■ **DOCUMENT TEXT**
How can you not love Deborah Brown's paintings? Her seductive Bushwick confections share a point of view with many of Telfeyan's images, looking up from the street—at streetlamps, rooftops, and tangled telephone lines festooned with kicks suspended from their knotted laces, all silhouetted against too brightly hued skies. But Brown caricatures the hipster epicenter as a fantasia of overgrown lots, lonely tenements fit for steampunk hermits, and calligraphic snarls of razor wire, with nary a shred of gentrification to be found. It's a Brooklyn grotesquerie, to be sure, a neighborhood that never quite existed, dire yet somehow dreamy in its gritty splendor.

A few of Jackie Weisberg's images from the series Gowanus Impressions appear as surreal as anything by Brown or Rubin, despite the fact that they are straight photos. Working in the tradition of the photo essay, Weisberg captures the strangeness of the environs of the Gowanus Canal, one of the most polluted bodies of water in the country and a Superfund site. Grandiose and baroque industrial structures, now dilapidated, toxic sunsets, and the sinister marbled sludge of the canal waters themselves—even some tattered plastic caught on barbed wire and blowing in the wind—appear engendered by the artistic imagination, even though they merely document a very real, and very troubled, locale.

■ **SUPPLIED INFORMATION**
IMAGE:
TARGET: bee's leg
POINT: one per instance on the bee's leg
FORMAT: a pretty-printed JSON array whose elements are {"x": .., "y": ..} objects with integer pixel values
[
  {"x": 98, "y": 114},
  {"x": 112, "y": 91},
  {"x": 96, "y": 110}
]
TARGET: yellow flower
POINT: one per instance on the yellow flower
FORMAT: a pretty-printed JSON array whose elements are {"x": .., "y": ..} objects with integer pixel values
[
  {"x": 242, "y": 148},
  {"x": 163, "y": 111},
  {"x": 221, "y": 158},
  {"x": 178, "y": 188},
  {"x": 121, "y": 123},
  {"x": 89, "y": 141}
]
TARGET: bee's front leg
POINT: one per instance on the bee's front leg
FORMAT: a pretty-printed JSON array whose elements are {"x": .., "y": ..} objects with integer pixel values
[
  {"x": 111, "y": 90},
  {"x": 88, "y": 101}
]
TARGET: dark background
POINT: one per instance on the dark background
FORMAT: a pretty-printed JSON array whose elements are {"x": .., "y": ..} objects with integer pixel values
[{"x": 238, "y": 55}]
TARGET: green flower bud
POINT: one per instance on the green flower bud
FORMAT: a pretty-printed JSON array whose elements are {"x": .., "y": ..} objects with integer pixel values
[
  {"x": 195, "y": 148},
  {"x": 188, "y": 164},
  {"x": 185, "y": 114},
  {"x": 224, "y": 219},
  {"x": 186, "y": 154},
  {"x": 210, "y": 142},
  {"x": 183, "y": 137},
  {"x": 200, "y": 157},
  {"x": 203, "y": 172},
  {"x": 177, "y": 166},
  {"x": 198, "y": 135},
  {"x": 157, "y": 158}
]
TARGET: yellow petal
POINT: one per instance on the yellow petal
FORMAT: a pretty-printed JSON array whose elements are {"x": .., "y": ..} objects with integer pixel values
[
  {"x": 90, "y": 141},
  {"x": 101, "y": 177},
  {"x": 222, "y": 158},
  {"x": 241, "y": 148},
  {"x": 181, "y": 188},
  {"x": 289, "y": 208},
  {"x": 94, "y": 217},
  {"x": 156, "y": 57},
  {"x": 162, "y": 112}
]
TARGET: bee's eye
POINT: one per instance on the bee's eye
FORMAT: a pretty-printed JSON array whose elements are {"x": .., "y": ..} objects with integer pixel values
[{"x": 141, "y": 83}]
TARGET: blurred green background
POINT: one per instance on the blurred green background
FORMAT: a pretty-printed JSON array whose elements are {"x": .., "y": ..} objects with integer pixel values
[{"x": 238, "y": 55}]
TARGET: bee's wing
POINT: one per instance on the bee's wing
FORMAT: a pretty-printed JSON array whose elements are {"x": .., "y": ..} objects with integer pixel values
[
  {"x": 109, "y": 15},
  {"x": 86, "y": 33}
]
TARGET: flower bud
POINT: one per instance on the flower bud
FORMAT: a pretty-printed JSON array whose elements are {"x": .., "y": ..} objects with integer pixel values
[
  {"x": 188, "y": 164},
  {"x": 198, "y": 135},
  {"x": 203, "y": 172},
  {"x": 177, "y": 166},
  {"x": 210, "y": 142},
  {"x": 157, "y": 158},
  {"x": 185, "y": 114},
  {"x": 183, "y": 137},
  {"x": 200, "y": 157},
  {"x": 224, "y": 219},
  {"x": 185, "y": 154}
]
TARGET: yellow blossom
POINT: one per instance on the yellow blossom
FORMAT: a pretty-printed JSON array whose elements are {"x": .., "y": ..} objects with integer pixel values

■ **PROBLEM DETAILS**
Copy out the full review of the Brooklyn paintings and photographs word for word, without changing anything.

■ **WRITTEN ANSWER**
How can you not love Deborah Brown's paintings? Her seductive Bushwick confections share a point of view with many of Telfeyan's images, looking up from the street—at streetlamps, rooftops, and tangled telephone lines festooned with kicks suspended from their knotted laces, all silhouetted against too brightly hued skies. But Brown caricatures the hipster epicenter as a fantasia of overgrown lots, lonely tenements fit for steampunk hermits, and calligraphic snarls of razor wire, with nary a shred of gentrification to be found. It's a Brooklyn grotesquerie, to be sure, a neighborhood that never quite existed, dire yet somehow dreamy in its gritty splendor.

A few of Jackie Weisberg's images from the series Gowanus Impressions appear as surreal as anything by Brown or Rubin, despite the fact that they are straight photos. Working in the tradition of the photo essay, Weisberg captures the strangeness of the environs of the Gowanus Canal, one of the most polluted bodies of water in the country and a Superfund site. Grandiose and baroque industrial structures, now dilapidated, toxic sunsets, and the sinister marbled sludge of the canal waters themselves—even some tattered plastic caught on barbed wire and blowing in the wind—appear engendered by the artistic imagination, even though they merely document a very real, and very troubled, locale.